There are some treatments for both symptoms. The ones I've tried involve listening or looking at static. Neither had much effect on me.

The best way I've found to deal with it is to ignore it. focusing on treatments preversly makes me more aware of the annoyance.

2 comments

There may be the same underlying problem for both tinnitus and visual snow. The problem can be characterised as a systemic neurological damage. For example, it can be caused by the loss of myelin in nerve fibres.

In turn, that condition is commonly caused by the underlying metabolic problems, which can be caused by genetic mutations in mitochondria, toxins, episodes of hypoxia, unhealthy lifestyles, oxidative stress.

When this happens, the other symptoms may include chronic fatigue, acquired insulin resistance, T2DM, sometimes various neurological manifestations in different parts of the body, and even dementia. Personal mileage may vary, it really goes from 1 to 11.

After seeking medical help, my doctor did discover I had a critical B12 deficiency, but AFAIK there is no connection even though I had nerve damage from the B12 issues.

Apparently a healthy number is 500+, most people will present with issues in the 250-300 range, and I was at 166 when critical is 144ish.

I have to take a daily pill for the rest of my life and things have improved, but the VSS is still the same.

There is a connection. You can imagine a nerve as a cord and when it gets damaged even slightly the signal dropouts do occur. Just like an analog TV gets noisy when the coaxial cord or its connection gets subpar, the human visual field gets distorted in a similar way. You can apply that analogy to hearing problems (e.g. tinnitus) as well.

--

* [Directions]
(a) In the discussion of tinnitus and visual snow, what B12 level did the commenter report having?
(b) Continue the discussion of tinnitus and visual snow from the point where it stops.

[Data items]
--

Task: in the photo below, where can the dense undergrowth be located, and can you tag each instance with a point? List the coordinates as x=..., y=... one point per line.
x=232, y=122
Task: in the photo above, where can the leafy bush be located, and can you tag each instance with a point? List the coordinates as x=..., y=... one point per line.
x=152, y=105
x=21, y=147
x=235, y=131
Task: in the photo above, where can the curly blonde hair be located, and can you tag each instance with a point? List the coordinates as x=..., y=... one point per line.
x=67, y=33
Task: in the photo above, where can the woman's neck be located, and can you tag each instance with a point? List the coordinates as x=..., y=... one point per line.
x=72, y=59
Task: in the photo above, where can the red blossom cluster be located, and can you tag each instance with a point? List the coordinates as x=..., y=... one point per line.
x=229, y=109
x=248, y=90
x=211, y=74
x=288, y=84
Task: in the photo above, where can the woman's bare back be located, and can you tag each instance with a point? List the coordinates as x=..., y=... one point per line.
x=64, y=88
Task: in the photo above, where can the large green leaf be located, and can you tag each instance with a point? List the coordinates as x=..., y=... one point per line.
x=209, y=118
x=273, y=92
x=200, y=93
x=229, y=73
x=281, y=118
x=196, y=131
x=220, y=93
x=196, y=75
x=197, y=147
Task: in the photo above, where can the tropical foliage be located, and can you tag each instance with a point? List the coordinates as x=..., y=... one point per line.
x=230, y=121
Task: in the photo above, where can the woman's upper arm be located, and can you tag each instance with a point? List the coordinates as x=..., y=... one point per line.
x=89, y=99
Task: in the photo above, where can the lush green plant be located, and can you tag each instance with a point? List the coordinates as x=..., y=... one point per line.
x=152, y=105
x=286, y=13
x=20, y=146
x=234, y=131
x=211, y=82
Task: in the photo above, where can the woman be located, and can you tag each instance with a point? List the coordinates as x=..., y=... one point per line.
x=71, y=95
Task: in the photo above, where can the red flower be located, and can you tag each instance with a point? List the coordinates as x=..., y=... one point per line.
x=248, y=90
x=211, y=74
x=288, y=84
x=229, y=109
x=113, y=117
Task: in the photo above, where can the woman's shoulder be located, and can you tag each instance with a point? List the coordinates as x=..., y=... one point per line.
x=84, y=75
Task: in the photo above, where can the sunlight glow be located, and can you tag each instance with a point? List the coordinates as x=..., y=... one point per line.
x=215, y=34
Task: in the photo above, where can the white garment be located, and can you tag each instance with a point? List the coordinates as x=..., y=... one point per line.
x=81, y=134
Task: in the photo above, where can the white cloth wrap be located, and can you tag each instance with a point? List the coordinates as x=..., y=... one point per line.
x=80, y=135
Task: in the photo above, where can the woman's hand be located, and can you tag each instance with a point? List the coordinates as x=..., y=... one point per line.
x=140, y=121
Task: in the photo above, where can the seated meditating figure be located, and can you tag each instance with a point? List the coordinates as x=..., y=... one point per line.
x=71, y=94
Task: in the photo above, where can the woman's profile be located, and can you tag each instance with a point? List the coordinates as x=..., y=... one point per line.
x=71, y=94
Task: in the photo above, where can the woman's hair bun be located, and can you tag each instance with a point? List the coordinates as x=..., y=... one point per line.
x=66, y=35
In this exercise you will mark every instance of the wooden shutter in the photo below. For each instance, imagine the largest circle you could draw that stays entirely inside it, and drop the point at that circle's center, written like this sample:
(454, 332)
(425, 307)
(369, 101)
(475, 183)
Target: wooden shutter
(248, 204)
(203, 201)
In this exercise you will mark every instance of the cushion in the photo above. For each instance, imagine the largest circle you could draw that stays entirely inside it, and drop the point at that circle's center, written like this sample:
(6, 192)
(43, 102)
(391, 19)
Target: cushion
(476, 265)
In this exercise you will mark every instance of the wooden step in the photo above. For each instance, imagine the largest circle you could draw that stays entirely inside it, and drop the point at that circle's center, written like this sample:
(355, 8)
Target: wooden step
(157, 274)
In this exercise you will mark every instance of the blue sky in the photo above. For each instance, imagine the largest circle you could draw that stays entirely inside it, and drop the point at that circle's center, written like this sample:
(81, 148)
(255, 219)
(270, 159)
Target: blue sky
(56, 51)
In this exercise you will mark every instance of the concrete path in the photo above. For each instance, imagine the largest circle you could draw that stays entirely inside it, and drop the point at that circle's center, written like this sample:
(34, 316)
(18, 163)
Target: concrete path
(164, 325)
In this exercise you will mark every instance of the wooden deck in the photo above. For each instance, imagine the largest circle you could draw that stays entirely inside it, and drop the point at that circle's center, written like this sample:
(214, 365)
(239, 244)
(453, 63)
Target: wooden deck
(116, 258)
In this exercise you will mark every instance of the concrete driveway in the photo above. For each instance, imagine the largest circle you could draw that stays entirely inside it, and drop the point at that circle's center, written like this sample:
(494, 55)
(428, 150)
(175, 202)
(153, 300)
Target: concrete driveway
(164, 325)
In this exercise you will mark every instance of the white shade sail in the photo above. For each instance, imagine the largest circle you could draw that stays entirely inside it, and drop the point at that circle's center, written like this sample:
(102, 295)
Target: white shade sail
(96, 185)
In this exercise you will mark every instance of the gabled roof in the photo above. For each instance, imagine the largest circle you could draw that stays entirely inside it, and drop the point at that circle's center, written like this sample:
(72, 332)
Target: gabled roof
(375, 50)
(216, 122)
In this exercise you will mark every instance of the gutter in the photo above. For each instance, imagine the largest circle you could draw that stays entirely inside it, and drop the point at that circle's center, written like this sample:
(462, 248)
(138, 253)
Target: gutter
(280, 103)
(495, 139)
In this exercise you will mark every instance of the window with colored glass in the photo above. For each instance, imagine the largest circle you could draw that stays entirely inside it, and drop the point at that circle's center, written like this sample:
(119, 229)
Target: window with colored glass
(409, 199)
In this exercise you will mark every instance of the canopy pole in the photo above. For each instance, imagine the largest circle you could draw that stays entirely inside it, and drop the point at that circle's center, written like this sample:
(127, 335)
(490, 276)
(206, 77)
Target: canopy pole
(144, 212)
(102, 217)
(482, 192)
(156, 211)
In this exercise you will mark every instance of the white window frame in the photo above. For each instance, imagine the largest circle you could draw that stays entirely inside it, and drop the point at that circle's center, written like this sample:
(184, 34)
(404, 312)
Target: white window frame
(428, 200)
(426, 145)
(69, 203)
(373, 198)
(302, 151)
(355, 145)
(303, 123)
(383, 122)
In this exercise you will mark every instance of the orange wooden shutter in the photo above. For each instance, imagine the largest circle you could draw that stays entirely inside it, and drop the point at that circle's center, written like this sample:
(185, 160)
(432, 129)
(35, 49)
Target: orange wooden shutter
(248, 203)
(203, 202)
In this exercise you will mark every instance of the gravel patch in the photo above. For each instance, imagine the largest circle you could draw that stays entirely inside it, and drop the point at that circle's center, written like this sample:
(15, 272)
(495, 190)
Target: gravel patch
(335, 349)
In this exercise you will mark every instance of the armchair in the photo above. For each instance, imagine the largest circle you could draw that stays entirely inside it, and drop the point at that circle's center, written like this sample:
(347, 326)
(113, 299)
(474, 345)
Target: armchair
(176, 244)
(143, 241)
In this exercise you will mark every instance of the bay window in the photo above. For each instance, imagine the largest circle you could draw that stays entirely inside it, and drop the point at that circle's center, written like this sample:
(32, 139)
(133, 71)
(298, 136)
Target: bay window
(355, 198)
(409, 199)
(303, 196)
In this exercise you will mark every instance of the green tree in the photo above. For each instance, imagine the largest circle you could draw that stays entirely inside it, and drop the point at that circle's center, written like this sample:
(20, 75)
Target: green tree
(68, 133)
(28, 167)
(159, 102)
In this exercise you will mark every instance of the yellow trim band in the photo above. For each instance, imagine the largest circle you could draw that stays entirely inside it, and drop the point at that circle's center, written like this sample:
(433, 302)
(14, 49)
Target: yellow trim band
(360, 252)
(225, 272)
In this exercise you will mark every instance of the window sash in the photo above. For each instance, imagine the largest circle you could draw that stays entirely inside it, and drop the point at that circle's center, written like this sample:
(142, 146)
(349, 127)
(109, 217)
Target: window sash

--

* [Exercise answers]
(a) 166

(b)
For a long time we believed that when neurons die the condition stays forever and cannot be improved.

However the consequent observations on WW2 veterans proved the opposite - neuro tissues do recover but they do so extremely slowly.

If you had such a good response to B12 means that not all is lost.

What you can try to achieve is to provide the conditions for faster neurological recovery: speed-up the cellular ATP production to provide the energy for anabolism while slightly suppressing the immune system response so it does not get in the way. You biological machinery will do the rest.

The first part of the equation is reached with specific combinations of vitamins and coenzymes. For example, here is a combination that can serve as the basis: B1 in therapeutical doses (pills, >= 250 mg per day) + multivitamin. The second part of the equation is reached with NSAIDs.

Such treatment may allow you to reach some notable improvements just in few months. And those improvements will persist and accumulate.

I really appreciate this— I'll look into it!